#### [Written request]
Skip every picture, and output exactly the lines starting at the one with "the concrete curb" and running through the last line of the material below.

◆ ◆ ◆ ◆ ◆

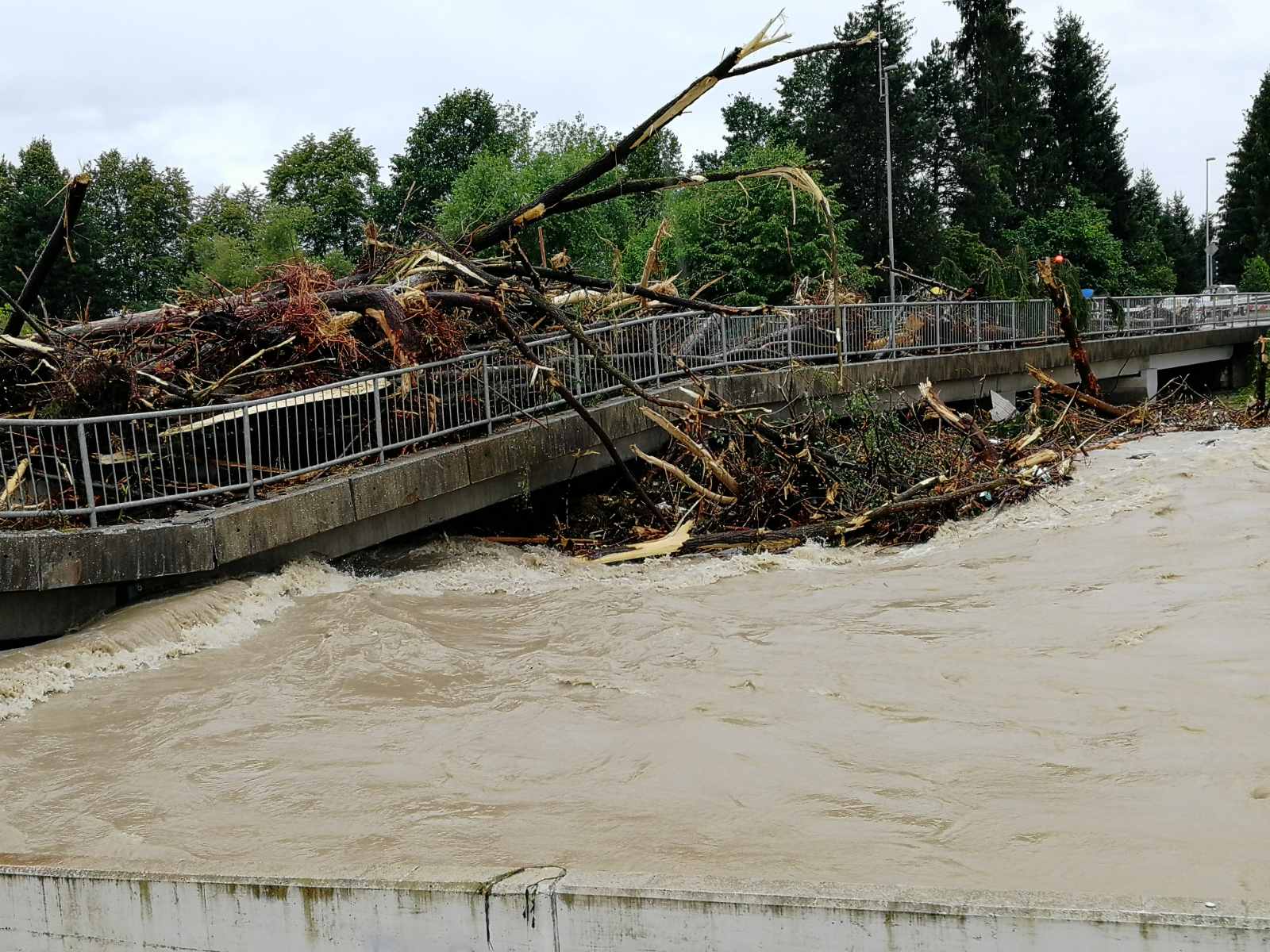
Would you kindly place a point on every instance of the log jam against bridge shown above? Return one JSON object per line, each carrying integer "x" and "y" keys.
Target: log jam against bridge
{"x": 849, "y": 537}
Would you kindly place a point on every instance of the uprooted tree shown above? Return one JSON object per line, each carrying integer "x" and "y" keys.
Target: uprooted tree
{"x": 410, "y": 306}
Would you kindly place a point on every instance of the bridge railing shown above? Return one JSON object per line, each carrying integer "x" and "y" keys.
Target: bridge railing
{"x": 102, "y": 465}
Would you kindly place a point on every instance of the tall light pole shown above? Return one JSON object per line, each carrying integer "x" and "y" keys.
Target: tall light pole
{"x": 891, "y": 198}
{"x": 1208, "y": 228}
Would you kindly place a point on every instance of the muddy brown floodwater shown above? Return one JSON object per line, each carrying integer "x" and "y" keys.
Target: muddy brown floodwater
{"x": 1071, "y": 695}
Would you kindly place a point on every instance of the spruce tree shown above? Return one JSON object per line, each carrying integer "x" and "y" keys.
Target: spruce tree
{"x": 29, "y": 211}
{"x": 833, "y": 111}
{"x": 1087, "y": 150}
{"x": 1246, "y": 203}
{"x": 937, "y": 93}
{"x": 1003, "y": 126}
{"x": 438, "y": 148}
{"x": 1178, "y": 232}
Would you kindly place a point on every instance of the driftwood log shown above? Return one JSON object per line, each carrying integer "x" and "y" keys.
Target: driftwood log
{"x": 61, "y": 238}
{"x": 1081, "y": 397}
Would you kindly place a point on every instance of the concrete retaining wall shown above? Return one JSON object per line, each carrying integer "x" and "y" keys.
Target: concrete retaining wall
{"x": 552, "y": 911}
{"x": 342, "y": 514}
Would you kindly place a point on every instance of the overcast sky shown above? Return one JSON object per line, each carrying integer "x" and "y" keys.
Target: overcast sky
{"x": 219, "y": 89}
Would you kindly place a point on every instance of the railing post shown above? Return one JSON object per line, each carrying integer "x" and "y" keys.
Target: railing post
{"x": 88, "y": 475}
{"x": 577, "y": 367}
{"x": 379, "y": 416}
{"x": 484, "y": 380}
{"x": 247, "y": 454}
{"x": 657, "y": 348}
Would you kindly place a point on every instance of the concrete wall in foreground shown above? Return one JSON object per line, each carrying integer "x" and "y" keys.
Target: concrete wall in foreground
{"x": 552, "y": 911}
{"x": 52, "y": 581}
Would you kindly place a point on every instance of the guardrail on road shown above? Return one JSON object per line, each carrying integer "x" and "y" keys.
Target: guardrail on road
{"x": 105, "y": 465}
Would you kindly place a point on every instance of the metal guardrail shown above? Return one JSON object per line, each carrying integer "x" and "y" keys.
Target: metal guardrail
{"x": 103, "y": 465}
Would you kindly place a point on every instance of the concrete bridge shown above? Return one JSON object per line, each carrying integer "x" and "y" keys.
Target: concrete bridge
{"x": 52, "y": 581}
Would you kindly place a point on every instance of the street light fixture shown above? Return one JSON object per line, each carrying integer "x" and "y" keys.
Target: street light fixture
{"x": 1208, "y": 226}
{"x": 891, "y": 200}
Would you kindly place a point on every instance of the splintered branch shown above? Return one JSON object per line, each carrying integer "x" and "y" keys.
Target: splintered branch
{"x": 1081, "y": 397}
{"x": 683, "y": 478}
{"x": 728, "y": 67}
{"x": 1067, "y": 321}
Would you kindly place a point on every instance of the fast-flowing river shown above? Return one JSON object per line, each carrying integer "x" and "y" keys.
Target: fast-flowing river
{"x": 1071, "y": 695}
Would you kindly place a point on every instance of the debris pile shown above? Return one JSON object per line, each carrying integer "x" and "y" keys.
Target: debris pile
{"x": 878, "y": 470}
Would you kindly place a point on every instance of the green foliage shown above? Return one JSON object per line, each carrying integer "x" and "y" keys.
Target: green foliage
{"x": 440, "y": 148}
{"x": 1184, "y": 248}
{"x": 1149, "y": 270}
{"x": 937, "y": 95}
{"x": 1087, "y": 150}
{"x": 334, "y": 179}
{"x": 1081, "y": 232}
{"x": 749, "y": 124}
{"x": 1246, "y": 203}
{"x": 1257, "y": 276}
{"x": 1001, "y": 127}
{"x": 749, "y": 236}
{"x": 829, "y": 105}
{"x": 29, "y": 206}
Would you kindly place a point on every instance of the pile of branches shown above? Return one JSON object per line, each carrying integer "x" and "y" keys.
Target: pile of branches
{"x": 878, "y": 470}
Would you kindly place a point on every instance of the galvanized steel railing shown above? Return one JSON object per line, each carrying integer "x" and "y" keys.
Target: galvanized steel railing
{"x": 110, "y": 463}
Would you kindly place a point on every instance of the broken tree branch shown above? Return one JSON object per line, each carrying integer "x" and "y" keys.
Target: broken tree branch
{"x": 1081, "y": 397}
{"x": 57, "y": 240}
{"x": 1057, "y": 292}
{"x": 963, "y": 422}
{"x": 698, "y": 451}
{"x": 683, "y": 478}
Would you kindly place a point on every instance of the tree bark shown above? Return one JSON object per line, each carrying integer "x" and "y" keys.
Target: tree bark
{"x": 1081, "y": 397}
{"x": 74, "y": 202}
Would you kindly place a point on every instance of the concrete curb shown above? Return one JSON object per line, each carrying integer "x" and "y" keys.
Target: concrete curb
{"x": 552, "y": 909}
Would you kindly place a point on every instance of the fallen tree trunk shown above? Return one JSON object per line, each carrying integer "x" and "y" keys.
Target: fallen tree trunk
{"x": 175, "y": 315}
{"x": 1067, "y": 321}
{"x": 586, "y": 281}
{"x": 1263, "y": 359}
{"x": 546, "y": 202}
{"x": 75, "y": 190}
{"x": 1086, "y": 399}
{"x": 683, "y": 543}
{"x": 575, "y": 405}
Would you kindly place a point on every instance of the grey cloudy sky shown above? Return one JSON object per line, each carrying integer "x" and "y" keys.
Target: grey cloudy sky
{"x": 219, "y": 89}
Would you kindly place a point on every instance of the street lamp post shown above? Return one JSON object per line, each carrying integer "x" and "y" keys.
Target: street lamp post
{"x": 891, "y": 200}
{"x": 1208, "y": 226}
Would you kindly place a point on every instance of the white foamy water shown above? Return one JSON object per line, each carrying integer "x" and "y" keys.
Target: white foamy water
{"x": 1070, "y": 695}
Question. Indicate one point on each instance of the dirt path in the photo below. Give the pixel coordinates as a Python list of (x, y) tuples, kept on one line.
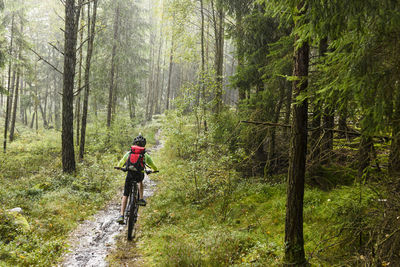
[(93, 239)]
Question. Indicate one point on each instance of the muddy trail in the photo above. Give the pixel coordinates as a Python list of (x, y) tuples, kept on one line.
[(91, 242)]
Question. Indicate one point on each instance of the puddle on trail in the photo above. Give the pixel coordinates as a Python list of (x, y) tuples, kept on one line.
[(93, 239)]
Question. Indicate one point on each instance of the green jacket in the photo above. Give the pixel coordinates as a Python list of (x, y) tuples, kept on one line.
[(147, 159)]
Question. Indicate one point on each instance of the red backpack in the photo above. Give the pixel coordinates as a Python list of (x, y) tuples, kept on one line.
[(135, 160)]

◆ ◆ ◆ ◆ ◆

#### [Problem solution]
Would you kindly place a point on every instance of the concrete curb shown above? Return one JSON object per line, each carrying integer "x" and "y" keys.
Target: concrete curb
{"x": 552, "y": 909}
Would you kindly place a point on every instance of the fallen tree trunk shown above? Return one JSON object per line, each carrying integer "x" and "y" keys.
Target: fallen tree trunk
{"x": 175, "y": 315}
{"x": 1067, "y": 321}
{"x": 586, "y": 281}
{"x": 1263, "y": 359}
{"x": 546, "y": 202}
{"x": 75, "y": 190}
{"x": 1086, "y": 399}
{"x": 683, "y": 543}
{"x": 575, "y": 405}
Would you kindly place a point on every instance of the grey cloudy sky shown above? Return one JSON object per line, each carrying integer "x" and "y" keys.
Target: grey cloudy sky
{"x": 219, "y": 89}
Would you kindly place a point on every instance of the street lamp post shown above? Return one JSON object per line, each carrying integer "x" and "y" keys.
Target: street lamp post
{"x": 891, "y": 200}
{"x": 1208, "y": 226}
Would you kindly place a point on every instance of the white foamy water shown above? Return one JSON object per line, each carrying integer "x" and "y" keys.
Target: white foamy water
{"x": 1070, "y": 695}
Question. Indicate one point on each instance of the dirt path in the photo below. Give the pixel coordinates as a Python list of (x, y) tuples, kept on one line.
[(93, 239)]
Question. Indicate one point on each instance of the muddy trail in the photo above. Give the pixel coordinates as a Python list of (x, y) tuples, kept on one line.
[(91, 242)]
Question. Indicate one point on each instance of the puddle on trail in the photo above. Give the pixel coordinates as a Python list of (x, y) tuples, kept on one line.
[(93, 239)]
Question. Indicate one point on each instance of the green jacket in the photo above. Give the pixel coordinates as a Python list of (x, y) tuples, kept on one line.
[(147, 159)]
Question. Indicate one point on each instance of the red backpack in the photo above. Give the pixel coordinates as a Python list of (x, y) tuples, kept on one line.
[(135, 160)]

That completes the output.